»»
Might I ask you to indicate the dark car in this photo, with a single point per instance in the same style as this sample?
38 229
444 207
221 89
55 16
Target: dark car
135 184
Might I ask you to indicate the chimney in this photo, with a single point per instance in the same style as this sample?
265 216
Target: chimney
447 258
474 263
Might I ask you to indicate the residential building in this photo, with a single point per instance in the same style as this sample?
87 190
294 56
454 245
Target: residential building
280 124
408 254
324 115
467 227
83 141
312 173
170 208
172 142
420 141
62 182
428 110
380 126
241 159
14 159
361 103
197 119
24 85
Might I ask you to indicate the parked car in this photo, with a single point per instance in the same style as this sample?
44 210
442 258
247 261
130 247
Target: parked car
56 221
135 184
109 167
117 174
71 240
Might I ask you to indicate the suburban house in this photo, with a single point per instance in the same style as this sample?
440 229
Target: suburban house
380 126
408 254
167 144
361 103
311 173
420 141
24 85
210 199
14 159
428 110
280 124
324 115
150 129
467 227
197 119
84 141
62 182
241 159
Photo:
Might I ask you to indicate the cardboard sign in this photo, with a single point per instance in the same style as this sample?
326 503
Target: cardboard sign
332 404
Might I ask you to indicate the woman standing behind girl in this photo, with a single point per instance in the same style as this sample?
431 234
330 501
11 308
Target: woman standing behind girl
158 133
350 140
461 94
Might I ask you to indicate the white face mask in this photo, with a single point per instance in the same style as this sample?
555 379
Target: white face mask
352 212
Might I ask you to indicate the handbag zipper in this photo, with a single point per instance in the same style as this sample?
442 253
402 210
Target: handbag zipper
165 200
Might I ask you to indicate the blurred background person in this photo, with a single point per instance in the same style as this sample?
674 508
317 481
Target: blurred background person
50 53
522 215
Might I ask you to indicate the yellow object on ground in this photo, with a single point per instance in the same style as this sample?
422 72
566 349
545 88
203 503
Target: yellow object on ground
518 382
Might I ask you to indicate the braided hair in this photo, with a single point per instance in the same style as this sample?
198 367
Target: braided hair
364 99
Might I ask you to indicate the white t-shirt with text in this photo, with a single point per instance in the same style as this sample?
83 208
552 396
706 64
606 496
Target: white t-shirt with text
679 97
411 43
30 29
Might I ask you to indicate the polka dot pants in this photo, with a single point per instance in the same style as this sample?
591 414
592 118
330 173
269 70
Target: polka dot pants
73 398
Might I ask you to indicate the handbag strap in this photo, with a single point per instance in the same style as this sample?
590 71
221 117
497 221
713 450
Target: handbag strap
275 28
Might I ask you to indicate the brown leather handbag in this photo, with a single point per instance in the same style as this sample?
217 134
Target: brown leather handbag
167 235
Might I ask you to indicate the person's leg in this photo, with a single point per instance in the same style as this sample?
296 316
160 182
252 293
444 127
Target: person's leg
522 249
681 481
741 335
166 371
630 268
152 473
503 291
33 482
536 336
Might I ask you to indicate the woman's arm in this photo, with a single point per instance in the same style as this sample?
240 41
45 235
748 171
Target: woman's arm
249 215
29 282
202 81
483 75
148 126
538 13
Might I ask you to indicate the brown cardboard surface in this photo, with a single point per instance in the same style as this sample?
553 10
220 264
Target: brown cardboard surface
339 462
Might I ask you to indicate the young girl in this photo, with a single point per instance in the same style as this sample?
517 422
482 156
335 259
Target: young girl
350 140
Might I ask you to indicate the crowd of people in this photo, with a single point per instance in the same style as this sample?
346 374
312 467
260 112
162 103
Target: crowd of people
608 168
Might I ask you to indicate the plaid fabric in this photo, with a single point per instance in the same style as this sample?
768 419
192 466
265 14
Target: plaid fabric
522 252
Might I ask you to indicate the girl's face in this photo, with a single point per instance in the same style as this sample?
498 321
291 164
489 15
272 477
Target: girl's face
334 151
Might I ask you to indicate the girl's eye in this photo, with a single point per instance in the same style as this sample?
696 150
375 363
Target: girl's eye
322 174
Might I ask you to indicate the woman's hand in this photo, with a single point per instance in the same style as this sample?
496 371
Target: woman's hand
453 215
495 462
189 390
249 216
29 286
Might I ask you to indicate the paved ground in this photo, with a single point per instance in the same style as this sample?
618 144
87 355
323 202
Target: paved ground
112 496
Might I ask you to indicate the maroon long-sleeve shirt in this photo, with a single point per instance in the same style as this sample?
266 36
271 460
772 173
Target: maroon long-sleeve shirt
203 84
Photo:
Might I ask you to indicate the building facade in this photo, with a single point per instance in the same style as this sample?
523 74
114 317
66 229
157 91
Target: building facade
««
Task to carry out -
Recite the full listing above exactly.

Task solution -
Might I ask you to indicate the dark car in this photo, with a single point per instance in the same style as this sample?
38 229
444 207
221 89
55 16
Target: dark car
135 184
Might I ask you to indicate the chimney in this photo, with a single point per instance in the same style as this sample?
265 216
Target: chimney
447 258
474 263
Might I ask you to indicate the residential building in this photo, with a single point per instance in the same style as this sample?
87 190
294 56
454 245
Target: residential building
280 124
408 254
324 115
467 227
83 141
312 173
170 208
172 142
420 141
62 182
428 110
380 126
241 159
14 159
361 103
197 119
24 85
Might I ask you to indicate the parked car in this photo, with a single point per instance in the same style as this sample?
44 210
442 258
247 261
130 247
Target: parked car
56 221
135 184
109 167
117 174
71 240
Might I ask you to indicate the suburban house in this photo, with a single point per instance in the same style as this sample?
440 229
Target: suburban house
380 126
408 254
167 144
361 103
311 173
420 141
24 85
210 199
14 159
428 110
280 124
324 115
150 129
467 227
197 119
84 141
62 182
241 159
Photo:
Might I ask you to indicate the cardboard sign in this photo, with a single point per instance in the same style as this sample?
326 503
Target: cardboard sign
332 404
Might I ask you to indicate the woman standing behind girl in this photo, with a single point per instance in the same style as this sample?
431 234
330 501
11 308
Target: woman standing behind girl
158 133
350 140
461 94
Might I ask you to indicate the white face mask in this photo, with a single point per instance in the same style as this sample?
555 379
Target: white face mask
352 212
Might I ask you to indicate the handbag zipper in this photo, with a single point per instance in the same style as this sample?
442 253
402 210
Target: handbag zipper
165 200
Might I ask you to indicate the blurred background person in this photo, with a single point per instance in the same style as this sample?
674 508
317 481
Target: blurred background person
50 53
522 215
Might I ask you to indicate the yellow object on ground in this photo, with a single point per instance in the same style as this sample?
422 72
566 349
545 88
203 503
Target: yellow object on ground
518 382
Might I ask you to indicate the braided hair in this photo, with a single point per instance in the same style as this sample?
198 367
Target: braided hair
364 99
Might I ask you to indicate the white t-shirt with text in this photo, with a single point per instance in the same style as this sample?
83 208
552 396
706 64
606 496
Target: white t-shirt with text
679 97
411 43
30 29
Might I ask you to indicate the polka dot pants in this photo, with a single point per instance in the same style as this sample?
591 414
592 118
330 173
269 70
Target: polka dot pants
73 398
Might I ask you to indicate the handbag strap in this photo, with a single point per instance in the same style as this sample?
590 71
221 117
497 221
713 450
Target: handbag strap
275 28
Might I ask you to indicate the brown leather handbag in this photo, with a single point per instance in the same style as this sample?
217 134
Target: brown leather handbag
167 235
Might I ask you to indicate the person's leg in this photo, with a single point per instance in the same style as this sample?
296 316
160 182
252 293
444 127
Target: person's leg
522 249
681 481
741 335
166 371
630 268
152 473
503 291
33 482
536 336
Might I ask you to indicate the woman's arm in this photo, with a single point per instance in the same style as this sample?
240 41
45 235
748 171
Target: woman's arm
249 215
29 282
202 81
483 75
148 126
538 13
Might I ask you to indicate the brown cardboard surface in this photo, with a single point per instance in the same style as this sample?
553 10
220 264
Target: brown cardboard surface
339 462
Might I ask you to indicate the young girl in this photo, with a single point per instance in the same style as this sample?
517 422
482 156
335 259
Target: young girl
350 140
Might I ask you to indicate the crowd of people in this photo, with a single point per instance in the same style as this sample?
346 374
312 467
260 112
162 103
Target: crowd of people
608 168
Might I ask you to indicate the plaid fabric in this photo, with a single point per instance in the same style as this sample?
768 419
192 466
265 14
Target: plaid fabric
522 252
Might I ask you to indicate the girl's face in this photo, with a single point per instance in the same style as this sample?
498 321
291 164
489 15
272 477
Target: girl's face
334 151
Might I ask you to indicate the girl's eye in this photo, with a single point per instance in the same style as this sample?
696 150
375 363
Target: girl's eye
322 174
Might I ask you to indicate the woman's hand in this photo, with a single point per instance in the same style as this sample?
496 371
Target: woman's hand
453 215
495 462
189 390
249 216
29 286
Might I ask you to indicate the paved ground in this photo, with a single point per instance in the same style as this sample?
618 144
87 355
323 202
Target: paved ground
112 496
Might I ask you to indicate the maroon long-sleeve shirt in this photo, with a single point per instance in the same style as this sample?
266 36
271 460
772 173
Target: maroon long-sleeve shirt
203 84
Photo:
Might I ask you to indicate the building facade in this photo, with a single point per instance in the same style as this sample?
523 74
114 317
66 229
157 91
Target: building facade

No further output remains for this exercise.